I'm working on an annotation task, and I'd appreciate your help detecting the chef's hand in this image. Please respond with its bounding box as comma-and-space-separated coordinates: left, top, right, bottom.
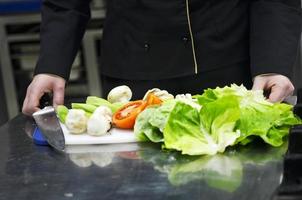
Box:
22, 74, 66, 115
253, 74, 295, 103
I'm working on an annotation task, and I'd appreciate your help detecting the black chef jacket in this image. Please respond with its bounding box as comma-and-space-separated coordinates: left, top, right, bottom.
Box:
35, 0, 301, 80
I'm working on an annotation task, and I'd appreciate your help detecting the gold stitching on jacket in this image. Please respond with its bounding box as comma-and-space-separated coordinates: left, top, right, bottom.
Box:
186, 0, 198, 74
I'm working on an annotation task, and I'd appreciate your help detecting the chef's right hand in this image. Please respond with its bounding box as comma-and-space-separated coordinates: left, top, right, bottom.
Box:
22, 74, 66, 115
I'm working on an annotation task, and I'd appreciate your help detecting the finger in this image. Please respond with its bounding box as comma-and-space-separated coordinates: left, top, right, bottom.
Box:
27, 87, 46, 114
53, 84, 65, 107
252, 77, 266, 90
269, 85, 287, 103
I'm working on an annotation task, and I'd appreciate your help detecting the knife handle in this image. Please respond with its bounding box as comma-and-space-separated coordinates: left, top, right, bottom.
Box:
39, 92, 53, 109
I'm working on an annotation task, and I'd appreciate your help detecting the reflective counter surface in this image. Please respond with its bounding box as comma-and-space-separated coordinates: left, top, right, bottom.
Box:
0, 115, 287, 200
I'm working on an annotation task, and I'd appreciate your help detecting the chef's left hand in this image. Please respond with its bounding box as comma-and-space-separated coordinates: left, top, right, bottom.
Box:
253, 74, 295, 102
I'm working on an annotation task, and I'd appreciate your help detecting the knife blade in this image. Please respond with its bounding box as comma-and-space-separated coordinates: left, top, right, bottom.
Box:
33, 106, 65, 151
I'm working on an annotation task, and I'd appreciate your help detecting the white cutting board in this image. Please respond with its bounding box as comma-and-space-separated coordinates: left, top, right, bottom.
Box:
61, 123, 137, 145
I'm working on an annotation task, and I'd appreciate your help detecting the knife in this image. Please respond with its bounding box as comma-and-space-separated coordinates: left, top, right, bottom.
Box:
33, 106, 65, 151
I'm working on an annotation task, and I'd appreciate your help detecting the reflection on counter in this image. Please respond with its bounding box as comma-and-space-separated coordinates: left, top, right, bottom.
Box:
139, 143, 287, 193
66, 143, 139, 168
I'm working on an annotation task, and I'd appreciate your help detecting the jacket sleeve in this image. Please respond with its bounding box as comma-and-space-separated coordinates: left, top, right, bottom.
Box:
34, 0, 90, 80
250, 0, 301, 78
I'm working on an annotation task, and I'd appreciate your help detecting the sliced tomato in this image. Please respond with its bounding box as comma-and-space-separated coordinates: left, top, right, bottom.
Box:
112, 100, 147, 129
147, 93, 163, 106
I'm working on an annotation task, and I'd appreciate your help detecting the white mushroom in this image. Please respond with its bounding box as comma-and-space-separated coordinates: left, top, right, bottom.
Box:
90, 152, 115, 167
87, 106, 112, 136
65, 109, 88, 134
107, 85, 132, 103
143, 88, 174, 101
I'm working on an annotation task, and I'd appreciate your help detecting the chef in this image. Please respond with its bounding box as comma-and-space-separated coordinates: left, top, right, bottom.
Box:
22, 0, 301, 115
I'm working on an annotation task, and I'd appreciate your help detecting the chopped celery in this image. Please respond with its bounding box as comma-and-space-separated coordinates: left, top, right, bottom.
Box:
71, 103, 97, 113
56, 105, 69, 123
86, 96, 125, 113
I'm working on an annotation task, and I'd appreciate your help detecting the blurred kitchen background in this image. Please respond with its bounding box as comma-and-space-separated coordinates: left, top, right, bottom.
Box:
0, 0, 302, 125
0, 0, 106, 125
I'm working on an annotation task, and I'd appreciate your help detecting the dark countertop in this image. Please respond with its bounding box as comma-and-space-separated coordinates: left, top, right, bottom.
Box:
0, 115, 287, 200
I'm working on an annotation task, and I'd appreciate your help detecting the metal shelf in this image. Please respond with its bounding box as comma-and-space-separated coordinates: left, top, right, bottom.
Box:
0, 9, 105, 119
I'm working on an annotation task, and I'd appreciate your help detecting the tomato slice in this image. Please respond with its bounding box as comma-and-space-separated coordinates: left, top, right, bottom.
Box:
112, 100, 147, 129
147, 93, 163, 106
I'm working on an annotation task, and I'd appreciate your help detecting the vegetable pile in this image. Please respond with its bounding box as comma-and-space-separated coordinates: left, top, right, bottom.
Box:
134, 84, 301, 155
56, 85, 174, 136
57, 84, 302, 155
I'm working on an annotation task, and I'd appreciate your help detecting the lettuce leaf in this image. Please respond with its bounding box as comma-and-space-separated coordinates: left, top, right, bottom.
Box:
164, 97, 240, 155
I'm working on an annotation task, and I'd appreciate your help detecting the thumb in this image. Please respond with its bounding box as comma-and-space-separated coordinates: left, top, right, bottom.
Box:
252, 77, 266, 90
53, 84, 65, 107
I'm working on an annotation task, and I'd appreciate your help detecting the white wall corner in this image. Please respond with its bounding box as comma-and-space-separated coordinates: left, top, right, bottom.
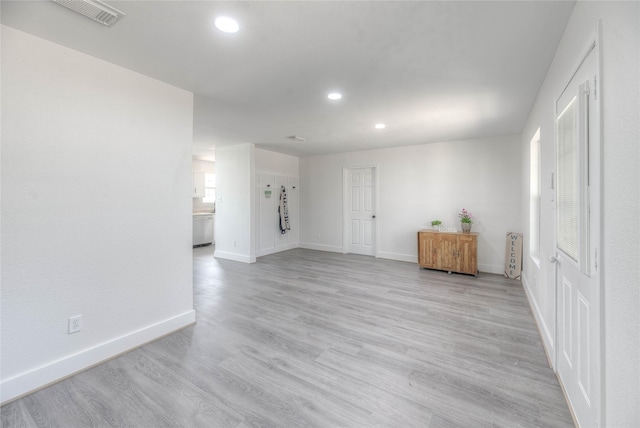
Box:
298, 242, 344, 254
213, 251, 256, 263
522, 275, 555, 370
0, 310, 196, 404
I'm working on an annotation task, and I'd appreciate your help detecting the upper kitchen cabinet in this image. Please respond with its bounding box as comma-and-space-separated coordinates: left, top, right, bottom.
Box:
193, 171, 204, 198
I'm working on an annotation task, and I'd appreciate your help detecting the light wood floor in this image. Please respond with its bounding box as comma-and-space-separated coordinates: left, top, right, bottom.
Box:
0, 247, 573, 428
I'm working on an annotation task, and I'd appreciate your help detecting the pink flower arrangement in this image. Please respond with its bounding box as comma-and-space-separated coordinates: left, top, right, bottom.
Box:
458, 208, 473, 223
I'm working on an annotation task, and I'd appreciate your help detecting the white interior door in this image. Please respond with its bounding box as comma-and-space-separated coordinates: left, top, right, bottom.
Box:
552, 44, 601, 427
346, 167, 376, 256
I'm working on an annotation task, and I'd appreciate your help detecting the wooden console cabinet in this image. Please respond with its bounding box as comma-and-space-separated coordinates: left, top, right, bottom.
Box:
418, 229, 478, 276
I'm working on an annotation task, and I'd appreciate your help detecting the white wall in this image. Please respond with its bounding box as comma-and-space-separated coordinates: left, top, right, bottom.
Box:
522, 1, 640, 427
191, 159, 216, 174
214, 144, 256, 263
256, 148, 300, 177
300, 135, 522, 273
0, 27, 195, 402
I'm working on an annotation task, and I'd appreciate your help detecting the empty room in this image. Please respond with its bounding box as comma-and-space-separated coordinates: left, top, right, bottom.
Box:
0, 0, 640, 428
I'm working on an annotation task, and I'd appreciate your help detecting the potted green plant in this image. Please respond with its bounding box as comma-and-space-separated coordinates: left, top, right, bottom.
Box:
458, 208, 473, 233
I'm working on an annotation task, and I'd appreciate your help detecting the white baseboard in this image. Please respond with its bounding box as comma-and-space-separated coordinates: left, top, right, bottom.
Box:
256, 242, 298, 257
213, 251, 256, 263
478, 264, 504, 275
522, 275, 555, 370
0, 310, 196, 404
299, 242, 344, 253
376, 251, 418, 263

□ □ □

> Written task
Please repeat all the items above word for word, leaving out the pictures.

> Output for this exercise
I'm working on an annotation task, and I'd appreciate your help detecting the chef's hand in this image. Please respond with its bounding box as comma-and-space-separated coordinates: left, top, right, bottom.
Box:
22, 74, 66, 115
253, 74, 295, 103
I'm working on an annotation task, and I'd appreciate your help detecting the black chef jacket in this image. Please respond with its bounding box as comma-and-space-separated coordinates: left, top, right, bottom.
Box:
35, 0, 301, 80
I'm working on an annotation task, and I'd appreciate your help detecting the gold stitching on jacket in this image. Please respond with its bounding box as comma-and-space-separated coordinates: left, top, right, bottom.
Box:
186, 0, 198, 74
I'm working on an annotation task, and I'd appreciate your help detecting the chef's right hand in this image. Please respond with its bounding box as comma-and-space-separated coordinates: left, top, right, bottom.
Box:
22, 74, 66, 115
I'm working on an annotation task, and I'd appreciate your help detecting the finger in this image. Please respond with its bounding box as comma-and-space-separated coordinates: left, top, right, bottom.
Box:
27, 87, 46, 114
53, 84, 65, 107
252, 77, 266, 90
269, 85, 287, 103
I'm working on an annotation task, and I'd appreciate your help detecting the knife handle in this image. Please respond with its bounding box as comma-and-space-separated coordinates: left, top, right, bottom.
Box:
39, 92, 53, 109
I'm working on an annotation task, and I'd appreciate your help detecting the reflective counter surface in this image. Please respond with its bounding box as comma-and-space-separated coordinates: left, top, right, bottom.
Box:
0, 115, 287, 200
I'm working on an annotation task, and I'd appreciate your help detecting the chef's left hand in this image. Please respond with its bounding box as comma-and-space-separated coordinates: left, top, right, bottom.
Box:
253, 74, 295, 102
I'm working on an annotation task, and I'd appreciate your help detecting the knife blade in this image. Please respond with its bounding box as comma-and-space-separated coordinates: left, top, right, bottom.
Box:
33, 106, 65, 151
I'm working on an annotation task, and I'd appreciate your help detecting the white cutting board in this image. Please respond with its bounding box as comma-and-space-separated coordinates: left, top, right, bottom.
Box:
61, 123, 137, 145
I'm working on an annotation task, and I'd appreciate your help detecting the knife in this image. Please respond with its bounding box as comma-and-space-separated coordinates: left, top, right, bottom.
Box:
33, 106, 65, 151
I'm working on an annotation task, and I'd appreciate your help detecting the reflection on counter in this image. Please respond with its bounding box as comma-and-space-separated coordinates: left, top, right, bottom.
Box:
139, 143, 287, 193
66, 143, 139, 168
I'm working on an annotation task, and I'd appreciate your help detecting the jacket sleeve in this image. Please respond with its bounding box as comma-and-space-separated coordinates: left, top, right, bottom.
Box:
34, 0, 90, 80
250, 0, 301, 78
I'm working on an annotation task, and I'd appreciate your help detecting the sliced tomato in this image. Please respond with its bounding box as comma-and-space-separated coordinates: left, top, right, bottom.
Box:
112, 100, 147, 129
147, 93, 163, 106
I'm working on an annotation task, and I'd appreciate your help detecting the white mushroom in this image. Please respond with its bounding box as comma-and-space-separated coordinates: left, top, right, bottom.
Box:
90, 152, 115, 167
87, 106, 112, 136
65, 109, 88, 134
107, 85, 132, 103
143, 88, 174, 101
I'm working on an annotation task, and I'd appreciate your help detecting the chef in this image. Please respond with its bounding box as comma-and-space-separated coordinates: left, top, right, bottom.
Box:
22, 0, 301, 115
I'm working on an annotation task, and I'd appreciate your help detecting the chopped celery in this image. Please respond with its bounding box as comma-and-space-separated coordinates: left, top, right, bottom.
Box:
71, 103, 97, 113
56, 105, 69, 123
86, 96, 125, 113
I'm working on an annotation task, and I'd appreciate your help detecting the blurred kitchen background in this image. Please respond with its bounding box as comma-and-space-separated coordinates: left, top, right, bottom.
Box:
0, 0, 302, 125
0, 0, 106, 125
I'm working on an annotation task, and I'd appreciate your help detecting the dark countertop in this image. Please respond with its bounding box as comma-and-space-separated coordinates: left, top, right, bottom.
Box:
0, 115, 287, 200
I'm working on an annotation task, and I'd appreciate your help detecting the metal shelf in this image. Please respond with its bounding box as comma-and-space-separated coordinates: left, top, right, bottom.
Box:
0, 9, 105, 119
I'm working on an annotation task, and I'd appreciate your help detecting the tomato slice in this image. Please respond with its bounding box as comma-and-space-separated coordinates: left, top, right, bottom.
Box:
112, 100, 147, 129
147, 93, 163, 106
I'm working on an annotation task, and I'd appreciate your help detecting the vegetable pile in this image. Please respond with its bounding box as comma-and-space-separated coordinates: left, top, right, bottom.
Box:
134, 84, 301, 155
56, 85, 174, 136
57, 84, 302, 155
I'm working on an annotation task, and I'd appreciate your help detecting the lettuce leaf in this image. Please respond with its bounding box as comma-and-space-separated coordinates: left, top, right, bottom.
Box:
164, 97, 240, 155
I'm working on an annotation task, and I'd appreciate your help detecting the thumb in this image. Please respond with its bounding box as comma-and-space-separated coordinates: left, top, right, bottom.
Box:
252, 77, 266, 90
53, 84, 65, 107
I'm working on an annotation task, and I'd appreciate your help detecting the white wall corner in this image. Please respond with its bounding box as comma-and-space-separated coordinates: left, top, right, bottom.
Box:
298, 242, 344, 254
213, 251, 256, 263
522, 275, 555, 370
0, 310, 196, 404
I'm working on an annotation task, and I'd appreciate your help detecting the upper kitchen cabinet in this image. Please respond with its bounding box as comma-and-space-separated coordinates: left, top, right, bottom.
Box:
193, 171, 204, 198
I'm working on an annotation task, and I'd appreciate your help detecting the light wood floor in this image. Please respond with its bounding box as comma-and-space-separated coordinates: left, top, right, bottom.
Box:
0, 247, 573, 428
I'm working on an annotation task, and I'd appreciate your help detecting the pink flower arrangement in this image. Please respond with its bounding box as comma-and-space-separated coordinates: left, top, right, bottom.
Box:
458, 208, 473, 223
I'm working on an annotation task, and I'd appreciate your help detecting the white interior door in this image. Please respond with its bounding box as comma-and-space-separated coordinates: left, top, right, bottom.
Box:
552, 44, 601, 427
346, 167, 376, 256
I'm working on an annotation task, and I'd appreciate your help detecting the wooden console cabinet in this image. Please respond with its bounding box as comma-and-space-separated coordinates: left, top, right, bottom.
Box:
418, 229, 478, 276
I'm working on an annotation task, and I'd appreciate your help detecting the white wall in this image. Please respond with its bounding box as comma-and-space-separated coordinates: left, top, right, bottom.
Box:
522, 1, 640, 427
191, 159, 216, 174
214, 144, 256, 263
256, 148, 300, 177
300, 135, 522, 273
0, 27, 195, 402
I'm working on an annotation task, and I'd appreciate your help detecting the empty room in this image. Please respond with its bounding box as comma-and-space-separated coordinates: left, top, right, bottom.
Box:
0, 0, 640, 428
I'm working on an annotation task, and I'd appreciate your help detecting the potted green plant in this image. Please respond with its bounding box as comma-and-space-separated coordinates: left, top, right, bottom.
Box:
458, 208, 473, 233
I'm working on an annotation task, and I'd appreciate your help detecting the white baseboard in this image. Please respond with its bounding box as comma-and-space-separated coordinates: left, top, right, bottom.
Box:
256, 242, 298, 257
213, 251, 256, 263
478, 264, 504, 275
522, 275, 555, 370
0, 310, 196, 404
299, 242, 344, 253
376, 251, 418, 263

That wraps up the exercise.